** Opening PASSAGE SHOWN block **
Genomic insights into cardiovascular traits from deep phenotyping of large-scale population cohorts

Promotion M. Yeung

Cardiovascular diseases (CVDs) represent a significant global health burden, affecting over 500 million individuals worldwide and being the leading cause of premature death and disability. Metabolic diseases such as diabetes, hypertension, and hyperlipidaemia are well-established risk factors for cardiovascular diseases development. Human genetics plays a pivotal role in understanding the multifactorial nature of cardiometabolic diseases, which are influenced by complex interactions between genetic, and environmental factors. Large-scale population-based biobanks, such as the UK Biobank, have accelerated genetic discoveries in cardiometabolic diseases by providing extensive phenotypic data, including biochemical measurements, and imaging data relevant to the cardiovascular system.
** Closing PASSAGE SHOWN block **
** Opening INFORMATION SUPPLIED block **
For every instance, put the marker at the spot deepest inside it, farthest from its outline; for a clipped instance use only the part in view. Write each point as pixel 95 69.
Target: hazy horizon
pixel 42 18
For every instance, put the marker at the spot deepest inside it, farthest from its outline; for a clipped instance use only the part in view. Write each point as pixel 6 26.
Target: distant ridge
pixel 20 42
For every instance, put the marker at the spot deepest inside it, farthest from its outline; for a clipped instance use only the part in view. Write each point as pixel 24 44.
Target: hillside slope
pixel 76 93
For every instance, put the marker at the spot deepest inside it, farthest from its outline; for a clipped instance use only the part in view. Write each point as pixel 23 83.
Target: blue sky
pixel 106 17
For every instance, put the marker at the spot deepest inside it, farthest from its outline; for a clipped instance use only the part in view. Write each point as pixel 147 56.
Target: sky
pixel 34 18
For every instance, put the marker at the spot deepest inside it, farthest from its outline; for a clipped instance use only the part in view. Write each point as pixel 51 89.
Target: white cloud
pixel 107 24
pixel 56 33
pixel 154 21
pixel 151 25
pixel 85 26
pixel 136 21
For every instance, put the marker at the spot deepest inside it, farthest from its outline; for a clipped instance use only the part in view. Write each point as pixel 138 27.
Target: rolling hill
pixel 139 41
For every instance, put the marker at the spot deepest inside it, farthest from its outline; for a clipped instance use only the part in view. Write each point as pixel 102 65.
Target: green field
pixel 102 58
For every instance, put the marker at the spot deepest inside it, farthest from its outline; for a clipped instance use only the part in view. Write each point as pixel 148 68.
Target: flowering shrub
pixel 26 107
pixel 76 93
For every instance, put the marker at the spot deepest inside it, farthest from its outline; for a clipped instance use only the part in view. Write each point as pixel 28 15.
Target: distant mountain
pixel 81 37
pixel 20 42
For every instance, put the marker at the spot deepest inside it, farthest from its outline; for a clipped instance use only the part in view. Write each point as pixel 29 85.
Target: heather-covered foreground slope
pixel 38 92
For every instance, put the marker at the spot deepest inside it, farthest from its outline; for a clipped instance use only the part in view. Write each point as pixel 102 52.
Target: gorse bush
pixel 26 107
** Closing INFORMATION SUPPLIED block **
#### EXERCISE SET:
A. Reproduce word for word the part of the cardiovascular genomics passage between "Cardiovascular diseases (CVDs)" and "the cardiovascular system.", inclusive.
B. According to the cardiovascular genomics passage, how many people around the world are affected by cardiovascular diseases?
C. Extend the cardiovascular genomics passage, picking up right after its final sentence.

#### ANSWERS PROVIDED:
A.
Cardiovascular diseases (CVDs) represent a significant global health burden, affecting over 500 million individuals worldwide and being the leading cause of premature death and disability. Metabolic diseases such as diabetes, hypertension, and hyperlipidaemia are well-established risk factors for cardiovascular diseases development. Human genetics plays a pivotal role in understanding the multifactorial nature of cardiometabolic diseases, which are influenced by complex interactions between genetic, and environmental factors. Large-scale population-based biobanks, such as the UK Biobank, have accelerated genetic discoveries in cardiometabolic diseases by providing extensive phenotypic data, including biochemical measurements, and imaging data relevant to the cardiovascular system.

B. Over 500 million individuals.

C.
This dissertation of Ming Yeung describes analyses of large-scale biobank datasets using state-of-the-art machine learning methods, such as deep learning. We developed analytic pipelines to enable efficient processing of high dimensional medical data including millions of copies of health records, measurements, and medical images, to enhance the phenomic space. We then illustrate the biological relevance of these emerging biomarkers and phenotypes by conducting genome-wide association studies, which lead to identification of hundreds of genetic loci. Shared genetic components of these phenotypes to the multiple cardiovascular diseases such as coronary artery disease, peripheral artery disease, aortic aneurysm and arrhythmias support the utilities of these enhanced phenotypes in studying the different facets of cardiovascular system. Combining additional -omic datasets and external knowledge base, we further provide evidence on candidate genes and pathways underlying the associations.
In summary, this dissertation highlights the value of deep phenotyping and machine learning in advancing our understanding of the genetic basis of cardiovascular diseases.